Text segment:
···

LEDs 107/108 may be installed on a very long and thin custom circuit board which may be inserted into a long thin bore that is drilled into the longitudinal metal rod 106. Fretmarker holes 109 may be drilled perpendicular to this long bore to allow light to shine out of the longitudinal metal rod 106. The holes 109 may be backfilled with clear or colored resin or plastic light pipes to enhance a viewability angle. Furthermore, the fretmarkers may comprise various or multiple fretmarker colors, shapes, sizes, patterns, or a number of lighting holes. The locations of the lighting holes 109 or any materials inserted into the holes 109 may also vary.

The stringed musical instrument 100 may be comprised of titanium or stainless steel. Titanium presents an advantage over stainless steel as being just over half the total weight of stainless steel while maintaining the rigidity and hardness. Titanium demonstrates superior damage tolerance over other alloys and exhibits a high ratio between strength and density of metallic material. Moreover, titanium has a crystalline structure of close-packed hexagonal grains, which may allow for optimum transfer of acoustic energy. Since titanium is known to oxidize and gray with time, as well as be susceptible to some kinds of stains, an aerospace Teflon impregnation coating may be used on the surface to (a) resist scratching, (b) provide a very smooth feel, (c) eliminate the color changing and staining, (d) improve the wear resistance of the fret surfaces. The coating may make the color of the musical instrument a uniform medium, matte gray. This may be accomplished by a TIODIZE type IV coating process. Other coatings may be applied, such as but not limited to, titanium-nitride, titanium-aluminum-nitride, chromium-nitride, titanium-carbide, anodization, or other coatings.

···

Aim: Print the passage about the lighted fretmarkers and titanium build of the stringed instrument word for word, in full.

···

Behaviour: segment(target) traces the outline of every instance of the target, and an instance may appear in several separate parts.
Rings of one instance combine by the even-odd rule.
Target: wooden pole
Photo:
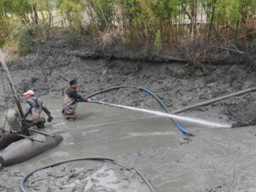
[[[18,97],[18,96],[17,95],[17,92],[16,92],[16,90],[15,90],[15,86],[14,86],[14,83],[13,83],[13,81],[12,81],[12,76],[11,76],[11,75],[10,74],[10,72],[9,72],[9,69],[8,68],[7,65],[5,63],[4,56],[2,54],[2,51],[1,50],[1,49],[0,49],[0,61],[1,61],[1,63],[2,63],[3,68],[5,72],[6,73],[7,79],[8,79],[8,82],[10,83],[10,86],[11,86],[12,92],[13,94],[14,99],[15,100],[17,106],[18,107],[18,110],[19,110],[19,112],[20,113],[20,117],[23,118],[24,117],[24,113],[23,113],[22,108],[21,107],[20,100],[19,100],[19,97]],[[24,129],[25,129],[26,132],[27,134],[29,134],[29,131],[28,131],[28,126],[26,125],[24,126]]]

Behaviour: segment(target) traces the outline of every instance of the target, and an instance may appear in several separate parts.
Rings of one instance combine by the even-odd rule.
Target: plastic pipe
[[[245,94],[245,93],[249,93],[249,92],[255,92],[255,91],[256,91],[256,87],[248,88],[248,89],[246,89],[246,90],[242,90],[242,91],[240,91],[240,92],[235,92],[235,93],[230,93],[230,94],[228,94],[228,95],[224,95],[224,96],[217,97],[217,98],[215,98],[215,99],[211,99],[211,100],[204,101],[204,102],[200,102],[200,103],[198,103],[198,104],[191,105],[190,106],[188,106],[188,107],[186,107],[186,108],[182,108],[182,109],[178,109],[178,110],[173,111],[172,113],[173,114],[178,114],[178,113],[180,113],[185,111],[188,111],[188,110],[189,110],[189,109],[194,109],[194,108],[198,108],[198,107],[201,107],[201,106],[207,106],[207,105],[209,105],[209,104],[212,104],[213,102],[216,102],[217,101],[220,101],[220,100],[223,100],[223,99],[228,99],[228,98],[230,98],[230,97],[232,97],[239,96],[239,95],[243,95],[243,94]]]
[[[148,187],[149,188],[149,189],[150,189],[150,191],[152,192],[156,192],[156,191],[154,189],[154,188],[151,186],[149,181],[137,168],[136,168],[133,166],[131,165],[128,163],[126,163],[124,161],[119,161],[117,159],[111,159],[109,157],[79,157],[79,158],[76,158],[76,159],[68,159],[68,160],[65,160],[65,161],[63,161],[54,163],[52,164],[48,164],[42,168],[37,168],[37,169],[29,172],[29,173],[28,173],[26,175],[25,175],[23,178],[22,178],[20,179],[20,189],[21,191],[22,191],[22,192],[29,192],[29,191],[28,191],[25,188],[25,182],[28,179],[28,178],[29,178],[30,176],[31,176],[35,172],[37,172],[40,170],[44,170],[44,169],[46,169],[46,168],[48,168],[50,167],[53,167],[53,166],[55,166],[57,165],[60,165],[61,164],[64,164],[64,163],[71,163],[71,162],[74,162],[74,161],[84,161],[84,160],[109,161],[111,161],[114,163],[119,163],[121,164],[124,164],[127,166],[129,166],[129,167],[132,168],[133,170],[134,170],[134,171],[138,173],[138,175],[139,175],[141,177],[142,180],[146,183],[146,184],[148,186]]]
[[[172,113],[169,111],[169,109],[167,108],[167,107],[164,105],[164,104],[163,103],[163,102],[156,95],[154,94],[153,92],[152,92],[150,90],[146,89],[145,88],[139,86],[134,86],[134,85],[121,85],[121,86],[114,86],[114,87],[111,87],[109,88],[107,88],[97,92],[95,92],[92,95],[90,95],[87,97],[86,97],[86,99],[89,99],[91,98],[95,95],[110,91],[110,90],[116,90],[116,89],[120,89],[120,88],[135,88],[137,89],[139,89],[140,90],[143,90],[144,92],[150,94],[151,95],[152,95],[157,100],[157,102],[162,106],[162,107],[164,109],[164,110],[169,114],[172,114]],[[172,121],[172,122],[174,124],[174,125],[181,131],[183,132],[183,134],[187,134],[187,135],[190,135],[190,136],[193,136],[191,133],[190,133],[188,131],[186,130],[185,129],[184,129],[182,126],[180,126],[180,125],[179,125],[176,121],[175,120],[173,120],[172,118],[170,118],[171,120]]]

···

Problem solution:
LEDs 107/108 may be installed on a very long and thin custom circuit board which may be inserted into a long thin bore that is drilled into the longitudinal metal rod 106. Fretmarker holes 109 may be drilled perpendicular to this long bore to allow light to shine out of the longitudinal metal rod 106. The holes 109 may be backfilled with clear or colored resin or plastic light pipes to enhance a viewability angle. Furthermore, the fretmarkers may comprise various or multiple fretmarker colors, shapes, sizes, patterns, or a number of lighting holes. The locations of the lighting holes 109 or any materials inserted into the holes 109 may also vary.

The stringed musical instrument 100 may be comprised of titanium or stainless steel. Titanium presents an advantage over stainless steel as being just over half the total weight of stainless steel while maintaining the rigidity and hardness. Titanium demonstrates superior damage tolerance over other alloys and exhibits a high ratio between strength and density of metallic material. Moreover, titanium has a crystalline structure of close-packed hexagonal grains, which may allow for optimum transfer of acoustic energy. Since titanium is known to oxidize and gray with time, as well as be susceptible to some kinds of stains, an aerospace Teflon impregnation coating may be used on the surface to (a) resist scratching, (b) provide a very smooth feel, (c) eliminate the color changing and staining, (d) improve the wear resistance of the fret surfaces. The coating may make the color of the musical instrument a uniform medium, matte gray. This may be accomplished by a TIODIZE type IV coating process. Other coatings may be applied, such as but not limited to, titanium-nitride, titanium-aluminum-nitride, chromium-nitride, titanium-carbide, anodization, or other coatings.